▶ [EXCERPTED PASSAGE]:
Originally facing a 4th-and-2 after that 15-yarder, the Patriots took a delay of game penalty to give Jake Bailey more space to work with. Bailey ended up pinning the Buccaneers at their own 5-yard line, but with two timeouts available they drove down the field in 1:36 and kicked a 44-yarder right before the half expired. They then received the second half kickoff, even though they did not end up scoring on that possession.
We can call it a win and say that New England only ended up giving up a field goal, but I would argue that everyone in the world should have known that the Bucs would score on that drive, even though they had struggled to up until that point. Why? Because Tom Brady, that’s why.
When you are playing the greatest quarterback of all time, you have to be more aggressive. When the money is on the line, at the end of the game or half, Brady almost always comes through. He did again here, and the Patriots would end up losing the game by two points. I can certainly understand not wanting to go for it right before the half, but giving Brady the ball back with two minutes and two timeouts simply is a dangerous decision to make.

(Rows from a pointing dataset)
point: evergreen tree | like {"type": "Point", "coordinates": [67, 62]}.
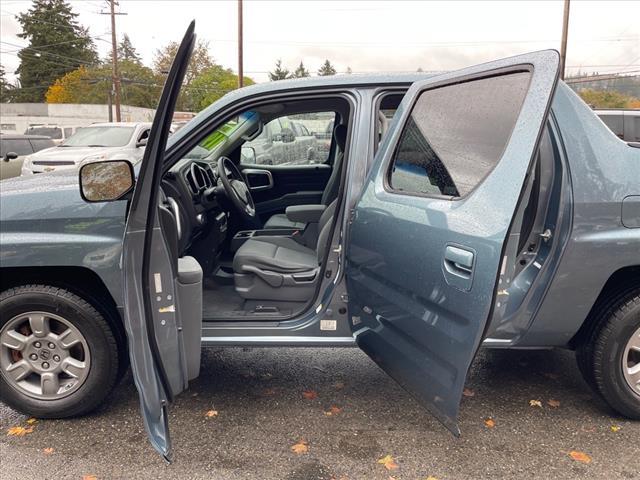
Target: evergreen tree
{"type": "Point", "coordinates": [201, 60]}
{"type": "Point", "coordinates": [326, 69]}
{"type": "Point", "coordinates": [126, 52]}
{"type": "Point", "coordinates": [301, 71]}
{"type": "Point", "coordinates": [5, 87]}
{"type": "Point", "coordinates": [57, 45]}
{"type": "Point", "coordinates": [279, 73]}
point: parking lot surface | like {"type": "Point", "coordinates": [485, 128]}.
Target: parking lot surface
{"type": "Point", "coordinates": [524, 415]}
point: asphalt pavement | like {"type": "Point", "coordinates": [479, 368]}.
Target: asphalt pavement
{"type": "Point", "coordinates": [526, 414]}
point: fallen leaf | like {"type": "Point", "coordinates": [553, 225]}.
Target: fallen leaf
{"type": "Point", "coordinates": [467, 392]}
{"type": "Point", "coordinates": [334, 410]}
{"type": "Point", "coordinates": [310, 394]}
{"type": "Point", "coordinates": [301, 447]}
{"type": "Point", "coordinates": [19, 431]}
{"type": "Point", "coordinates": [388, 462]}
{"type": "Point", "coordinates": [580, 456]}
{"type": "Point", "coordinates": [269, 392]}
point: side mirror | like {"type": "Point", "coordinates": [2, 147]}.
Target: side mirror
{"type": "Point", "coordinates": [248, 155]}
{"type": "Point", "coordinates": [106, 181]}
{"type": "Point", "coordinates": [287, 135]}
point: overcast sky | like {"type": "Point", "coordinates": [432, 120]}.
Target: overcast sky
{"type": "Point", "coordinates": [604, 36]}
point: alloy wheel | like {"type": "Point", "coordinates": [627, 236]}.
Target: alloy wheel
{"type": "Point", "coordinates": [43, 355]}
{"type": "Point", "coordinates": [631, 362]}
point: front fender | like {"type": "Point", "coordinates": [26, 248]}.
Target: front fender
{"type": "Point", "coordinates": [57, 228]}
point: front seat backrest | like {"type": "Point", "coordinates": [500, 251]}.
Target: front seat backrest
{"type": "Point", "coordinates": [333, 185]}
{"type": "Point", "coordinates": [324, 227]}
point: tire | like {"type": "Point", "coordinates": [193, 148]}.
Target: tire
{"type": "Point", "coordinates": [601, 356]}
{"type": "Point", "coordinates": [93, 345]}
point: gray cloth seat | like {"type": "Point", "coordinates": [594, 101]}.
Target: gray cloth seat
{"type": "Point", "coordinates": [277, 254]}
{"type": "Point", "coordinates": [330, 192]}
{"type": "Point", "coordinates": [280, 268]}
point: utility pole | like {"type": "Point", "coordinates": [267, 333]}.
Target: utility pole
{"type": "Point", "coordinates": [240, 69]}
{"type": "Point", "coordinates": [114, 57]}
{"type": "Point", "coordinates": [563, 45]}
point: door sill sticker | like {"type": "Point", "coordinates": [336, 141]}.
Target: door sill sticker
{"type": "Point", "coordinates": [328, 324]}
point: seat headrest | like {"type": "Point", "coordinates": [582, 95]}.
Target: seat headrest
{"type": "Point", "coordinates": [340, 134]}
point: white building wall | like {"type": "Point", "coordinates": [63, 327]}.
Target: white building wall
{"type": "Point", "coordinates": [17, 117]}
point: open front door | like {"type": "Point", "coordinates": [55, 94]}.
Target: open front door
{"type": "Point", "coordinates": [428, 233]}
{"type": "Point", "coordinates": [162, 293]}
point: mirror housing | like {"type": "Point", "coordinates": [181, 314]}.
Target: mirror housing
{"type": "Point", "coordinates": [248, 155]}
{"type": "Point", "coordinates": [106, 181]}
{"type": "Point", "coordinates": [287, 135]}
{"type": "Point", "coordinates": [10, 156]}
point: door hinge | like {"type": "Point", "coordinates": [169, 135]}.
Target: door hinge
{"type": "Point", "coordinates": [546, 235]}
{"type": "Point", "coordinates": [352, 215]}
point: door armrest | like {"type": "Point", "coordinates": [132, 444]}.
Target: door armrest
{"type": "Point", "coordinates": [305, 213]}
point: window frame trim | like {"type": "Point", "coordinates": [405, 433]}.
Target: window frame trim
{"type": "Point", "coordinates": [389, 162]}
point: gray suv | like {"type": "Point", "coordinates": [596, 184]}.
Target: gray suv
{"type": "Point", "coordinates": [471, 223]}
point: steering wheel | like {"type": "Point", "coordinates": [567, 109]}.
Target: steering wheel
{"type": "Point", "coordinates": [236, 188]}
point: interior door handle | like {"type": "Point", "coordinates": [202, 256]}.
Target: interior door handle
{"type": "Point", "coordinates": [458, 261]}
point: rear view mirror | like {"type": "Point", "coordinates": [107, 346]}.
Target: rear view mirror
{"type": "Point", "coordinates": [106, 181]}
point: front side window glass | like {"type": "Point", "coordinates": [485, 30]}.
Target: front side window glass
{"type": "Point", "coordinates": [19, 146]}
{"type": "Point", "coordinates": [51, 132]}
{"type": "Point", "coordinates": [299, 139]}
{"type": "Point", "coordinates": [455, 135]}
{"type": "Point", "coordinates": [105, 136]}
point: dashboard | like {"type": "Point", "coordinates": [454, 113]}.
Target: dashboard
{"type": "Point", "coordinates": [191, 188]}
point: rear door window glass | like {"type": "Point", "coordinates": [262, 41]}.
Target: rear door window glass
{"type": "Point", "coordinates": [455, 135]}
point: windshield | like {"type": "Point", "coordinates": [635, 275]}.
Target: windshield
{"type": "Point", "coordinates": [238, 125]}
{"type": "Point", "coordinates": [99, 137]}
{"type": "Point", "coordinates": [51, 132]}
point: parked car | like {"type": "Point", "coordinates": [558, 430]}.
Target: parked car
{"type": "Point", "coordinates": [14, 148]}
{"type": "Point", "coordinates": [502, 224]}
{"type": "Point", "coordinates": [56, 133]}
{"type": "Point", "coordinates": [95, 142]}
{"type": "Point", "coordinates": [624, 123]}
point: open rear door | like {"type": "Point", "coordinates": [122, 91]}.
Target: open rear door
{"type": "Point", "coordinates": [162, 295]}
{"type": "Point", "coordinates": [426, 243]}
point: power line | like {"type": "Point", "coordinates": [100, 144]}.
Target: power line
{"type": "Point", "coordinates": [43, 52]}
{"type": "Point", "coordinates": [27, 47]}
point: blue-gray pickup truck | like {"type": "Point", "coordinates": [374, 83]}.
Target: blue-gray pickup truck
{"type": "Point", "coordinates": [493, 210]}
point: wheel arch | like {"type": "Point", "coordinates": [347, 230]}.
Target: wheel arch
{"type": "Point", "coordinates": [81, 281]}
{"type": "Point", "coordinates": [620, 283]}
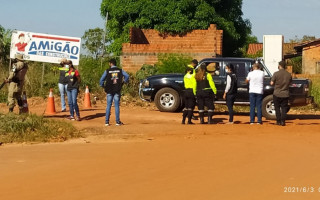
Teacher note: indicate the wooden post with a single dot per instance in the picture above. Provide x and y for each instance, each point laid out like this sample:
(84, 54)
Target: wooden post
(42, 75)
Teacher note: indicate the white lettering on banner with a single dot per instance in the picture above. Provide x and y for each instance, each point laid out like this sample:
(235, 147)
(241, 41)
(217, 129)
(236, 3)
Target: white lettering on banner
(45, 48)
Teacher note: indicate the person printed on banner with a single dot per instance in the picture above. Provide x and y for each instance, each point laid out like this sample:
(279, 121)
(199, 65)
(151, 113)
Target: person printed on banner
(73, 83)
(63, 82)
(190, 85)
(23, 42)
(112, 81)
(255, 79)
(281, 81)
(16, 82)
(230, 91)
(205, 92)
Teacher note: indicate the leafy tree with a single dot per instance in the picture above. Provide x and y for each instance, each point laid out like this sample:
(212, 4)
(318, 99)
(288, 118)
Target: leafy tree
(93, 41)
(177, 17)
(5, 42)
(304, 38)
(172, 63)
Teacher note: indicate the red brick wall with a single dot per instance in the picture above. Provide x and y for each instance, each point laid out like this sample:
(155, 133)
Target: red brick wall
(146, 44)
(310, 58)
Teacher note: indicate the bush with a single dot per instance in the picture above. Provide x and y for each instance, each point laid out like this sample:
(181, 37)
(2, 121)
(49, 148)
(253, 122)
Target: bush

▶ [TO BE DONE]:
1/ Quote the game commentary verbatim, starting at "Originally facing a" and ending at "Brady, that’s why.".
2/ List every expression in the game commentary that contains the word "yard" or "yarder".
3/ Condense the paragraph of the game commentary that begins "When you are playing the greatest quarterback of all time" into a short bulleted list that keeps its main facts.
Consult only the game commentary when completing the work.

▶ [ANSWER LIST]:
1/
Originally facing a 4th-and-2 after that 15-yarder, the Patriots took a delay of game penalty to give Jake Bailey more space to work with. Bailey ended up pinning the Buccaneers at their own 5-yard line, but with two timeouts available they drove down the field in 1:36 and kicked a 44-yarder right before the half expired. They then received the second half kickoff, even though they did not end up scoring on that possession.
We can call it a win and say that New England only ended up giving up a field goal, but I would argue that everyone in the world should have known that the Bucs would score on that drive, even though they had struggled to up until that point. Why? Because Tom Brady, that’s why.

2/
- 15-yarder
- 5-yard line
- 44-yarder

3/
- Against the greatest quarterback of all time, a team must be more aggressive.
- Brady almost always delivers at the end of a game or half, and he did so again here.
- The Patriots went on to lose the game by two points.
- Not going for it right before the half is understandable, but returning the ball to Brady with two minutes and two timeouts is a dangerous decision.